The tasks ->
1) Condense the paragraph in the flight delay tutorial that begins "This tutorial describes a flight delay analysis use case" into a short bulleted list that keeps its main facts.
2) Carry on the flight delay tutorial after its last sentence, adding the next paragraph or two.
## begin Article
Predict flight delays with IBM Cloud Pak for Data on IBM Power Systems


IBM Cloud Pak for Data is a cloud-native and multiuser data science platform that assists the development of a complete machine learning workflow.

This tutorial describes a flight delay analysis use case (predicting which flights are likely to be cancelled or diverted) to demonstrate a range of features from Cloud Pak for Data. This example has been developed on an IBM POWER9 processor-based server, which is an enterprise system built for data and AI workloads, and therefore, a very reliable on-premises infrastructure to deliver performance on Cloud Pak for Data workloads.

The use case demonstrated in this tutorial involves the following tasks:

  • Import the required data set and preprocess it using the Data Refinery tool
  • Visualize and analyse the data set in Jupyter Notebook
  • Train and compare machine learning models using AutoAI features
  • Deploy the model in IBM Watson machine learning and run inferences

Intended audience for this tutorial include data scientists and technical specialists who want to get practical experience on Cloud Pak for Data and discover its features.

All additional files mentioned in this tutorial are publicly available at the following link:


For an airline carrier, it is useful to analyze flight data to understand what variables can cause a flight delay or lead to cancellation. This analysis is essential to minimize such incidents, provide a better service, and optimize related costs (customer refunds).
## end Article
## begin Listing
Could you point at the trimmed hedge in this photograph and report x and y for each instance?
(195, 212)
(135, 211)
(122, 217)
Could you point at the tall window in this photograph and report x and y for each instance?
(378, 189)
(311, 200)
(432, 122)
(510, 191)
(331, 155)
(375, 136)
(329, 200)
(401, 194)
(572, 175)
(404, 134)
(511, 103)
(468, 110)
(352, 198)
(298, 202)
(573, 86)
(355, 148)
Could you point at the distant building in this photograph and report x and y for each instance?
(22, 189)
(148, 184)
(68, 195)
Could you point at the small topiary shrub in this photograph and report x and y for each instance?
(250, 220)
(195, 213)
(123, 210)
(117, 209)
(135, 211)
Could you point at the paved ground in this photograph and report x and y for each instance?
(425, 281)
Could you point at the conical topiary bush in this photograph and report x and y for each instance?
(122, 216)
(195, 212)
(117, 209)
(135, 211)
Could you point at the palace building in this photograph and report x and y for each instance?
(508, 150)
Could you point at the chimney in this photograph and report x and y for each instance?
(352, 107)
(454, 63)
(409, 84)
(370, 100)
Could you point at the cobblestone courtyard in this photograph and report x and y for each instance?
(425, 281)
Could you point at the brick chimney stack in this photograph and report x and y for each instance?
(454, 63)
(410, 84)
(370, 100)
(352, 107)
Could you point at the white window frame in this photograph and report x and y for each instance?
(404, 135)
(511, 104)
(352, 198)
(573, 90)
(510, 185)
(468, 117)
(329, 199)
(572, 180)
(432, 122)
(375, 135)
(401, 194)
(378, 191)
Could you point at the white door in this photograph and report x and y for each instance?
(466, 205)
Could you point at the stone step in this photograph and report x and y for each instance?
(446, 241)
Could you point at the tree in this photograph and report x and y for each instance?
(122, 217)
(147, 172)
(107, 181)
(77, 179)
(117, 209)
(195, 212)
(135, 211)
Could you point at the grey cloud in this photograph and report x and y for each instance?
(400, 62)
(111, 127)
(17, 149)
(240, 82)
## end Listing
The results ->
1)
- Use case: flight delay analysis, predicting which flights are likely to be cancelled or diverted
- Purpose: to show a range of Cloud Pak for Data features
- Built on an IBM POWER9 processor-based server, an enterprise system made for data and AI workloads
- That server is a very reliable on-premises base for running Cloud Pak for Data workloads with good performance

2)
We used this scenario in our lab, based on a public Kaggle dataset containing a record of all US flights for the month of January 2019. It contains 21 columns including information about flight origin and destination, departure and arrival times, airline carrier information, and whether the flight has been diverted or cancelled.

We will apply machine learning and see if some of these variables influence the flight outcome.


In order to carry out the experiment that allows to predict which flights are likely to be cancelled or diverted using a public flight record data set, the following prerequisites need to be fulfilled.

  • Access to a Cloud Pak for Data version 3.5 instance (we can provide you access to one; do not hesitate to contact me if needed).
  • Notions of Python 3 and Pandas/Seaborn libraries to understand the notebook
  • Notions of data science:
    • Knowledge about pre-processing, training, and inference
    • Knowledge about true and false positives, accuracy, and so on
  • [Optional] A Python interpreter to make remote requests to the deployed model

Estimated time

The estimated lab time to predict which flights are likely to be cancelled or diverted using a public flight record data set is around 1 hour and 30 minutes.


You need to perform the steps provided in the following sections to predict flight delays and cancellations.

Step 1 – Load data

For this experiment, we provide a (slightly preprocessed) version of the Kaggle data set.

  1. Download the data set Flights_Jan2019.csv from the GitHub repository:

  2. To create a new project in Cloud Pak for Data, in the left pane, click Projects -> All projects.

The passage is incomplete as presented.